§ **Exercise requirements**: List every line in the rows below that contains the string "wall", treating uppercase and lowercase letters as different.

# Start of Given data

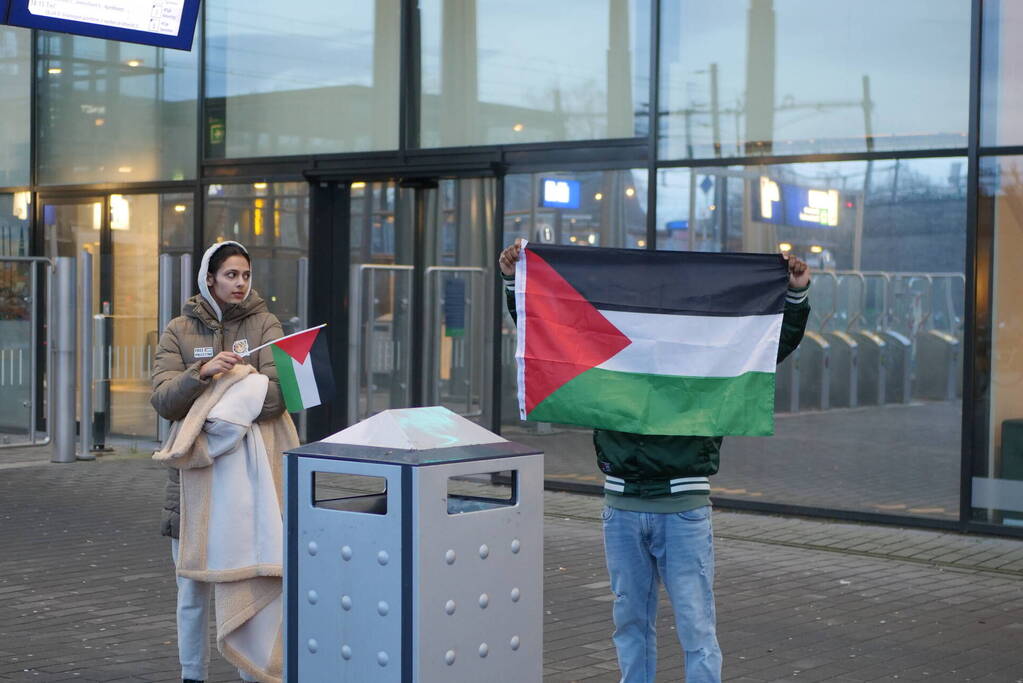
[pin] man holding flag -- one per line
(622, 368)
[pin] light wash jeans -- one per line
(193, 625)
(643, 549)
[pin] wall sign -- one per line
(160, 23)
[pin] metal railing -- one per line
(19, 364)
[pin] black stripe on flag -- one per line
(672, 282)
(320, 355)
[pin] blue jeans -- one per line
(643, 549)
(193, 625)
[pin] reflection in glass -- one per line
(272, 221)
(15, 84)
(870, 406)
(497, 73)
(16, 314)
(112, 111)
(320, 79)
(997, 469)
(757, 77)
(1002, 77)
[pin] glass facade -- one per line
(114, 112)
(997, 482)
(411, 147)
(1002, 79)
(15, 105)
(306, 78)
(741, 79)
(498, 73)
(880, 369)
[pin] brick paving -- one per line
(87, 590)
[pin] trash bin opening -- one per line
(350, 493)
(485, 491)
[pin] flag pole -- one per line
(286, 336)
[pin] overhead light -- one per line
(120, 213)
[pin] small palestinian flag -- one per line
(657, 343)
(304, 369)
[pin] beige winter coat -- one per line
(190, 340)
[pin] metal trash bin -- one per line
(410, 581)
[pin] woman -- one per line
(225, 319)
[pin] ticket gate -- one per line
(940, 356)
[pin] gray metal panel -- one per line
(495, 573)
(349, 597)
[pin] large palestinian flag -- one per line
(658, 343)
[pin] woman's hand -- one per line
(799, 272)
(509, 256)
(222, 362)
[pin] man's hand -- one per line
(799, 272)
(223, 362)
(509, 257)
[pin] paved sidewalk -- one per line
(87, 591)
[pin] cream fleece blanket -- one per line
(231, 531)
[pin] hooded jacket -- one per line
(202, 331)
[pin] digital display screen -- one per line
(558, 193)
(161, 23)
(791, 205)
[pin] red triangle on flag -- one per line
(565, 334)
(298, 346)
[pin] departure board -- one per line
(161, 23)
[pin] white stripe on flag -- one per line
(690, 346)
(691, 487)
(307, 381)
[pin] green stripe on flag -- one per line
(288, 382)
(695, 406)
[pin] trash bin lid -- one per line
(414, 436)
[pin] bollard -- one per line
(63, 361)
(85, 344)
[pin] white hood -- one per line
(204, 289)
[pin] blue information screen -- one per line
(783, 203)
(559, 193)
(160, 23)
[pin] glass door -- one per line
(421, 294)
(125, 234)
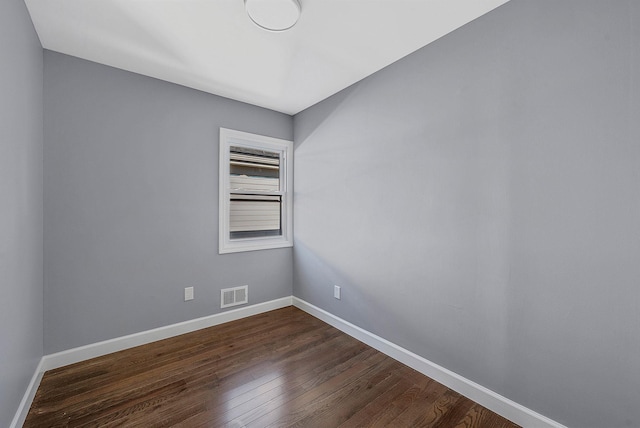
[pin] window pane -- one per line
(252, 169)
(254, 215)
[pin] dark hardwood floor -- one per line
(280, 368)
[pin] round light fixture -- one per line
(273, 15)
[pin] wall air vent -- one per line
(234, 296)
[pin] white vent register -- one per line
(234, 296)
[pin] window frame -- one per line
(229, 138)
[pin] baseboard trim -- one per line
(98, 349)
(27, 399)
(75, 355)
(487, 398)
(495, 402)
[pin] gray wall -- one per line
(131, 204)
(479, 203)
(20, 205)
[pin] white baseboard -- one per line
(98, 349)
(478, 393)
(27, 399)
(487, 398)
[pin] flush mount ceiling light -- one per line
(273, 15)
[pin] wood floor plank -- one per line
(280, 368)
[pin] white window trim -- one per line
(229, 137)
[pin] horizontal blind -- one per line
(253, 211)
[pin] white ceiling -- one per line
(213, 46)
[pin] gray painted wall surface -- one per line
(131, 204)
(20, 205)
(479, 203)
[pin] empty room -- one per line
(251, 213)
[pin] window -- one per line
(255, 192)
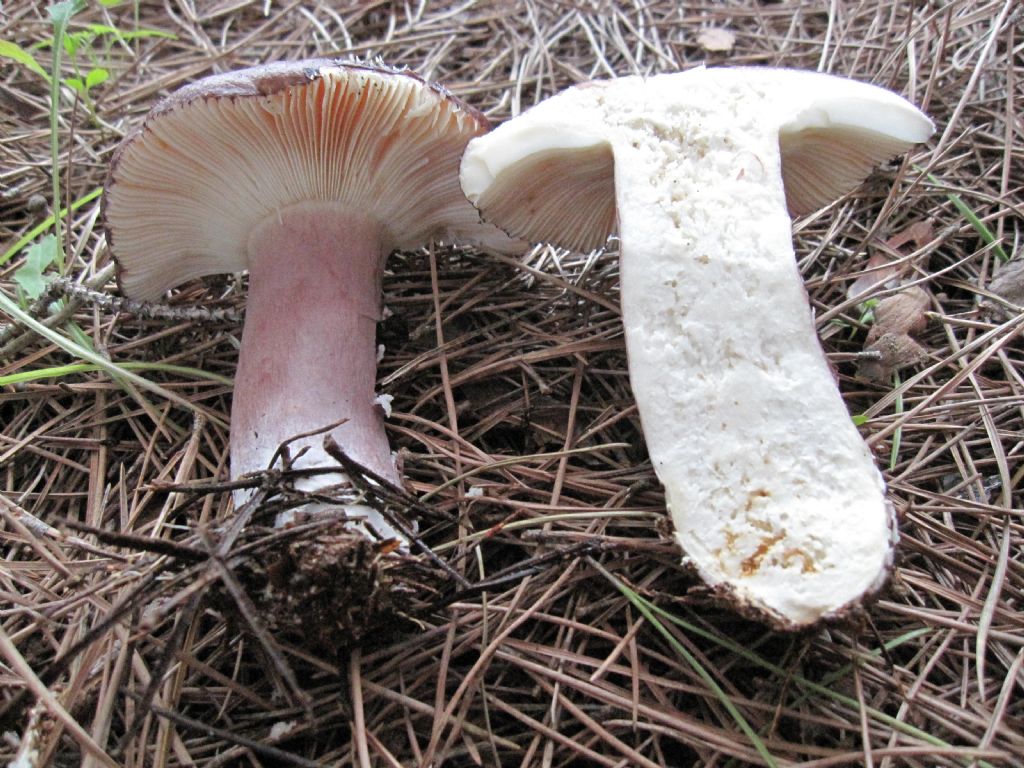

# End of Given data

§ **Correct output**:
[pin] wall sign -- one per line
[pin] wall air vent -- one per line
[pin] gray wall -- one per line
[pin] gray painted wall surface -- one per line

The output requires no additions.